* [TUJUAN] Lanjutkan tulisan tentang KTT G20 dan Indonesia di bawah ini, mulai tepat setelah kalimat terakhirnya.

* [TEKS SUMBER]
********************

Lihat ke Halaman Asli

Muhammad ShofwanRasyid

Mahasiswa Jurusan Ilmu Hubungan Internasional UPNVYK

KTT G20, Tekanan Berat bagi Indonesia

Diperbarui: 2 Oktober 2022   22:57

Kompasiana adalah platform blog. Konten ini menjadi tanggung jawab bloger dan tidak mewakili pandangan redaksi Kompas.

Ilmu Sosbud dan Agama. Sumber ilustrasi: PEXELS

Group Twenty atau yang lebih dikenal dengan G20 adalah kumpulan dua puluh negara dengan ekonomi terbesar di dunia yang dibentuk pada tahun 1999, disusun dengan tujuan menjadi blok yang akan menyatukan negara-negara industri dan berkembang yang paling penting untuk membahas stabilitas ekonomi dan keuangan internasional. KTT tahunannya, pertemuan para pemimpin G20 yang memulai debutnya pada tahun 2008, telah berkembang menjadi forum utama untuk membahas ekonomi serta isu-isu global lainnya yang mendesak. Pertemuan bilateral di sela-sela KTT kadang-kadang mengarah pada kesepakatan internasional bersama.

********************

* [CATATAN YANG DISEDIAKAN]
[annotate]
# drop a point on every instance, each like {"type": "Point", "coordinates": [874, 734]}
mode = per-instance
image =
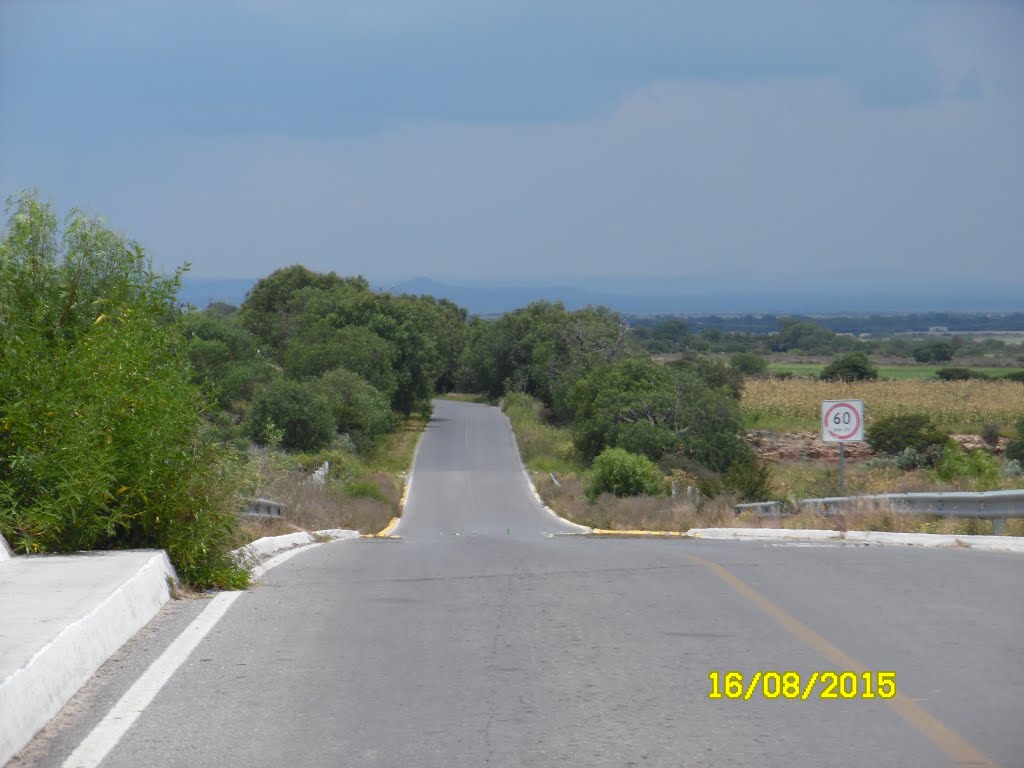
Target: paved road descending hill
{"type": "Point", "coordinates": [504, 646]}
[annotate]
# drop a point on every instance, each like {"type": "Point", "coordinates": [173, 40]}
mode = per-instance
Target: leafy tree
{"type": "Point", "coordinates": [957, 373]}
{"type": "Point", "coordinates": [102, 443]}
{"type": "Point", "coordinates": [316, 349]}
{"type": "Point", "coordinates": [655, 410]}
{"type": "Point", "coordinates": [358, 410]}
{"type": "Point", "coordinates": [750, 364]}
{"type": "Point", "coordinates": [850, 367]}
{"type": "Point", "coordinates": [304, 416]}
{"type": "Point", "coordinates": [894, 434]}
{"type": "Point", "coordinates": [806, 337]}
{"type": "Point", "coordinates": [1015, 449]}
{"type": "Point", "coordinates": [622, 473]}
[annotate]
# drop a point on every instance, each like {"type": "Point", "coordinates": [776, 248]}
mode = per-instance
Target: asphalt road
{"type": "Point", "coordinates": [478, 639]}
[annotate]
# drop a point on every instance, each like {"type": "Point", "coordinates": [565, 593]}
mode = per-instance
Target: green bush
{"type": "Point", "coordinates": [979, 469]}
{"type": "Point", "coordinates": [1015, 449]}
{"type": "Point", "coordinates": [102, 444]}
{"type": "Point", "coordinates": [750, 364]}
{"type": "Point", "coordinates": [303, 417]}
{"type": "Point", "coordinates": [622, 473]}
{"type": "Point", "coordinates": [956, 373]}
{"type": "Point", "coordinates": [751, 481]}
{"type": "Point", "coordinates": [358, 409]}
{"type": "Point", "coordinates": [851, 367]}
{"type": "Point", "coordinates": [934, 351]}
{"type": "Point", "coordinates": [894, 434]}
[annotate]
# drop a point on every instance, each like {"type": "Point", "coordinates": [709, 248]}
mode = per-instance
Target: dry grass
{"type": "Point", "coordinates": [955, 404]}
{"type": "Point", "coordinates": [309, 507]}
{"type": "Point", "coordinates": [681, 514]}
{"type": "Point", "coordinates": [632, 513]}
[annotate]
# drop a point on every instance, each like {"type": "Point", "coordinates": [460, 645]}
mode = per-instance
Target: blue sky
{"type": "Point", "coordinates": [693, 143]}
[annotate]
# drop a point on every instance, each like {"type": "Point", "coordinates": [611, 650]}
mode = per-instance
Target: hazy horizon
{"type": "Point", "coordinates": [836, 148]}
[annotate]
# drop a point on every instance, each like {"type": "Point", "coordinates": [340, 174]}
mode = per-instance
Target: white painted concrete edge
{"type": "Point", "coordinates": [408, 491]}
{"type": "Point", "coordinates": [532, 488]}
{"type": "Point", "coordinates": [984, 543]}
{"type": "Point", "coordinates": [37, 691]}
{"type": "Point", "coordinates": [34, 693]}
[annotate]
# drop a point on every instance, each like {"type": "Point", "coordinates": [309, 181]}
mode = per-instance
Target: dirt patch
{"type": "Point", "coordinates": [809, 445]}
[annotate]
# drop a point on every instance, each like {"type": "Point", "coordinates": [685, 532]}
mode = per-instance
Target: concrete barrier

********************

* [JAWABAN TERTULIS]
Bersama-sama, negara-negara anggota G20 menyumbang sekitar 80 persen dari output ekonomi global, hampir 75 persen dari ekspor global, dan sekitar 60 persen dari populasi dunia. G20 dibentuk pada tahun 1999, setelah krisis keuangan Asia, untuk menyatukan para menteri keuangan dan gubernur bank sentral dari dua puluh negara dengan ekonomi mapan dan berkembang terbesar di dunia. Satu dekade kemudian, pada puncak krisis ekonomi global, G20 diangkat menjadi kepala negara dan pemerintahan. Fakta ini menjadi bukti nyata yang menunjukan seberapa penting peran yang dimiliki KTT G20.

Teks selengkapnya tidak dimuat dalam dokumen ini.